◆ SET PROBLEM ◆
Look for "the window frame" in the records below, then copy that line and every line after it, exactly and with nothing added.

━━━━━━━━━━

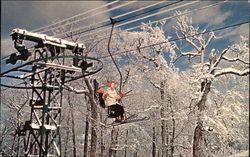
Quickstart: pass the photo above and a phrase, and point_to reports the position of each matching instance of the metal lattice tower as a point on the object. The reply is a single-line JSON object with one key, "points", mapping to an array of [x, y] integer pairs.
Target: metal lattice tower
{"points": [[48, 71]]}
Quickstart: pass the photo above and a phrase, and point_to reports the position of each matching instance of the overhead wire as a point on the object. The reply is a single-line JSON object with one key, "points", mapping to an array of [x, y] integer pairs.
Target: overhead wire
{"points": [[176, 39], [111, 9], [81, 32], [164, 19], [67, 19], [182, 38], [118, 16], [167, 18]]}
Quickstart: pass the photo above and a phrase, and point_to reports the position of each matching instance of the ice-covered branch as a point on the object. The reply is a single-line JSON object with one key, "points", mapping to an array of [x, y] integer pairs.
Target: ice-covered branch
{"points": [[232, 71], [220, 57], [155, 85], [234, 60], [209, 39], [69, 88]]}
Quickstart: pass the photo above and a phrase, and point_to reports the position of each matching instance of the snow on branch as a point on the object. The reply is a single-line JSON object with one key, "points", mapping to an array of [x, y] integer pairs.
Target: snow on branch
{"points": [[232, 71], [69, 88], [234, 60], [221, 57]]}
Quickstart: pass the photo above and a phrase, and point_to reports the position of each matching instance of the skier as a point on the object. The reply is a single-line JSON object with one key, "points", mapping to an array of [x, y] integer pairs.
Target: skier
{"points": [[110, 96]]}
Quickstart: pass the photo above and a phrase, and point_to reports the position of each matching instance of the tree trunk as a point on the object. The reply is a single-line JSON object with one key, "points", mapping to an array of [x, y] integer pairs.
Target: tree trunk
{"points": [[67, 137], [114, 141], [93, 142], [126, 143], [198, 142], [73, 132], [86, 137], [163, 122], [102, 145], [153, 143], [173, 133]]}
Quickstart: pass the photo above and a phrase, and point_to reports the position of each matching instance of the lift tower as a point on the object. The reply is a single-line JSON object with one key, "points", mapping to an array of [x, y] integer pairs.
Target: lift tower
{"points": [[46, 70]]}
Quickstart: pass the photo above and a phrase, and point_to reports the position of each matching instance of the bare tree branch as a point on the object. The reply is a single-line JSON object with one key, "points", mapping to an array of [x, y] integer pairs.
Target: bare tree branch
{"points": [[234, 59], [69, 88], [232, 71]]}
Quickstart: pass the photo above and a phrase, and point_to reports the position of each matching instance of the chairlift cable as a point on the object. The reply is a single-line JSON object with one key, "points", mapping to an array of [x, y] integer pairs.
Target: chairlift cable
{"points": [[57, 23], [121, 15], [176, 39], [84, 31], [122, 24], [167, 18], [73, 22]]}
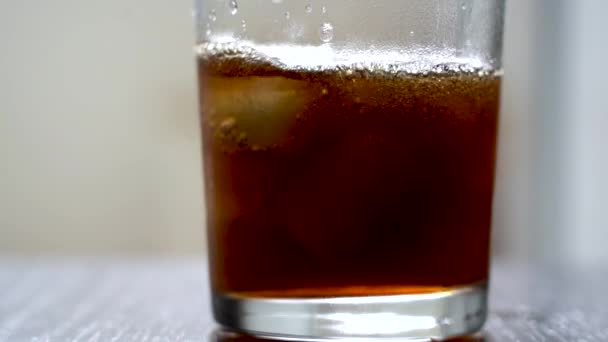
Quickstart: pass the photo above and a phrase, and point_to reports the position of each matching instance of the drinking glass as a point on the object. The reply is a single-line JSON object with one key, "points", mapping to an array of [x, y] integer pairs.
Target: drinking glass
{"points": [[349, 154]]}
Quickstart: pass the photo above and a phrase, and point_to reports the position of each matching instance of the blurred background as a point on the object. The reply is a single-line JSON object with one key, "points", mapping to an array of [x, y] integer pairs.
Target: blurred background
{"points": [[99, 140]]}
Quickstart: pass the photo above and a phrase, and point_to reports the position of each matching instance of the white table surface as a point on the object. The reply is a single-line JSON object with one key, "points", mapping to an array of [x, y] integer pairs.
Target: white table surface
{"points": [[167, 300]]}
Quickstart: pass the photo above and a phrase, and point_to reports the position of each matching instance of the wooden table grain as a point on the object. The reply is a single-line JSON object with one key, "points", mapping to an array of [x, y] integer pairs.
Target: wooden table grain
{"points": [[167, 300]]}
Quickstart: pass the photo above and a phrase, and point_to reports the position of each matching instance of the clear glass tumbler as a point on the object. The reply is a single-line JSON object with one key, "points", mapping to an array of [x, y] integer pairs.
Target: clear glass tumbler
{"points": [[349, 152]]}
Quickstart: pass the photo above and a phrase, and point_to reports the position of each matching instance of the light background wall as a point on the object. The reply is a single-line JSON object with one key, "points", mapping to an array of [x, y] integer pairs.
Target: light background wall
{"points": [[99, 142]]}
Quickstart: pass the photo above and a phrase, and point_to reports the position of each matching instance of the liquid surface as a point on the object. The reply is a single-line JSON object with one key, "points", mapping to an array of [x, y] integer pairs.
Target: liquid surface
{"points": [[346, 180]]}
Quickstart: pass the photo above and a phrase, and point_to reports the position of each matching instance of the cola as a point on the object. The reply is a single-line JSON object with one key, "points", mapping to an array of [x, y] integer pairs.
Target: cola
{"points": [[346, 180]]}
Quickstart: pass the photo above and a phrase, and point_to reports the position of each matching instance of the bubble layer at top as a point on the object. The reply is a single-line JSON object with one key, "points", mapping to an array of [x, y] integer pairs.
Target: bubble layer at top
{"points": [[420, 60]]}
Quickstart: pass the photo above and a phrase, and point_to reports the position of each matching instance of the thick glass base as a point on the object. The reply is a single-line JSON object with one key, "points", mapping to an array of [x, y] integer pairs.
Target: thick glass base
{"points": [[439, 315]]}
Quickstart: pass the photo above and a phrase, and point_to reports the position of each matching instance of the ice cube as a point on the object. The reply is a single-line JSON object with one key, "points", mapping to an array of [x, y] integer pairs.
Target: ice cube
{"points": [[257, 111]]}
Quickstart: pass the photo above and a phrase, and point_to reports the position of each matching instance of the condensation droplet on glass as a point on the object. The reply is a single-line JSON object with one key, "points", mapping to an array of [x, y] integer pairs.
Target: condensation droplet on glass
{"points": [[234, 6], [327, 32], [208, 30]]}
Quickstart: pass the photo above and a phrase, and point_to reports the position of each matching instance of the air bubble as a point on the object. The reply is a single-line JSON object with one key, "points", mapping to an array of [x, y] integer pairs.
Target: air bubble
{"points": [[234, 6], [227, 124], [327, 32]]}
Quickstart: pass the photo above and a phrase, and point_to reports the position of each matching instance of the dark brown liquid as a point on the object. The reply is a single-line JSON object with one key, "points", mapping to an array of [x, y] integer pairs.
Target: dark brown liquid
{"points": [[346, 182]]}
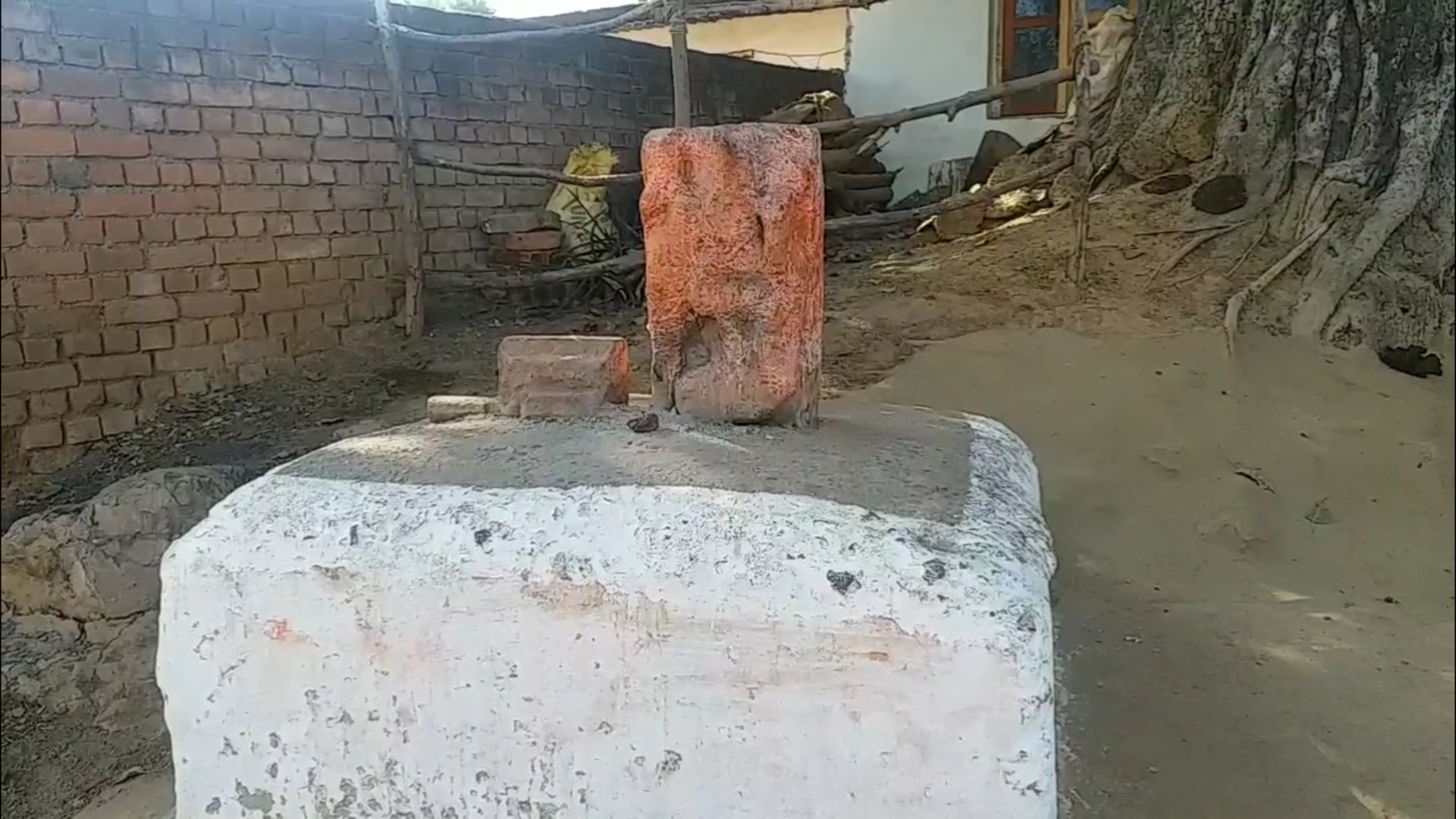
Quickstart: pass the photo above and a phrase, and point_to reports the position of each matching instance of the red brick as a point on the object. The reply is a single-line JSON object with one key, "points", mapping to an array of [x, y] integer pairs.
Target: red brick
{"points": [[82, 430], [303, 248], [187, 202], [248, 200], [182, 120], [281, 98], [561, 375], [76, 112], [356, 246], [341, 150], [38, 379], [105, 172], [19, 77], [142, 311], [30, 172], [49, 404], [79, 82], [111, 143], [38, 142], [118, 340], [175, 174], [210, 305], [286, 148], [155, 337], [142, 172], [246, 251], [86, 231], [36, 206], [108, 260], [184, 146], [49, 234], [181, 256], [96, 203], [221, 93], [41, 435], [38, 112], [181, 359], [44, 262]]}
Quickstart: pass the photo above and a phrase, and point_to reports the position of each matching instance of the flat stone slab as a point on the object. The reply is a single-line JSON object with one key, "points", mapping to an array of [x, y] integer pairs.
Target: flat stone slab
{"points": [[565, 618]]}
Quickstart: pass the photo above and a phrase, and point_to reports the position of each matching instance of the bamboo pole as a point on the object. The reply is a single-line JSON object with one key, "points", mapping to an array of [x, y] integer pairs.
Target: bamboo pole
{"points": [[682, 91], [1082, 140], [638, 14], [979, 96], [413, 232]]}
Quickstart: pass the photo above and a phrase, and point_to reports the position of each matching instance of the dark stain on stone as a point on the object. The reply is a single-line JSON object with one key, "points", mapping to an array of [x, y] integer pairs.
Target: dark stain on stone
{"points": [[1220, 194], [1166, 184], [934, 570], [672, 763], [842, 582]]}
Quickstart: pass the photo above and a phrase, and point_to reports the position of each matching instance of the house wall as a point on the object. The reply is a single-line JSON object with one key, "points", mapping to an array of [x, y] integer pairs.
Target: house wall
{"points": [[913, 52], [810, 39], [197, 193]]}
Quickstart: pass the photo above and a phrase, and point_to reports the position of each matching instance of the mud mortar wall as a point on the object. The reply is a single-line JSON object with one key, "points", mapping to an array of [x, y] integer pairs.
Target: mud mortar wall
{"points": [[197, 193]]}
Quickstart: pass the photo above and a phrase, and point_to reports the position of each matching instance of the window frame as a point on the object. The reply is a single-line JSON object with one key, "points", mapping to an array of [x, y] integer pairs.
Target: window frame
{"points": [[1008, 25]]}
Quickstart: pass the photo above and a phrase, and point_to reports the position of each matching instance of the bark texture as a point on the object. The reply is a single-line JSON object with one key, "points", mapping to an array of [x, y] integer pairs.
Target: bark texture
{"points": [[1332, 110]]}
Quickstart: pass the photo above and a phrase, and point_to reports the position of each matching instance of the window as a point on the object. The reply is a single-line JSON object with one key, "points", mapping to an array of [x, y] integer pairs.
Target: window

━━━━━━━━━━

◆ ANSWER ◆
Quickstart: pass the photo above and a phrase, and point_to reports the position of each matching instance of the window frame as a point on the object. The reply is a single-line JSON object with one key, "points", mapping to an array of [x, y] integer pairs.
Target: window frame
{"points": [[1008, 25]]}
Quickstart: pass the photo above and a phrase, and point_to reports the position of each matching instance of the bark texture as a point on the object. The reply is a single-line JSON object with one key, "points", mapping to an array of [x, y] integer pairs.
Target: bark texture
{"points": [[1332, 110]]}
Quickstart: pass the photo above and a phrase, and point_to reports the position of each matching instance of the window as a point on the object. The reply is a single-line JSON object with one key, "points", mapping to an array of [x, y] integer pairs.
Target: window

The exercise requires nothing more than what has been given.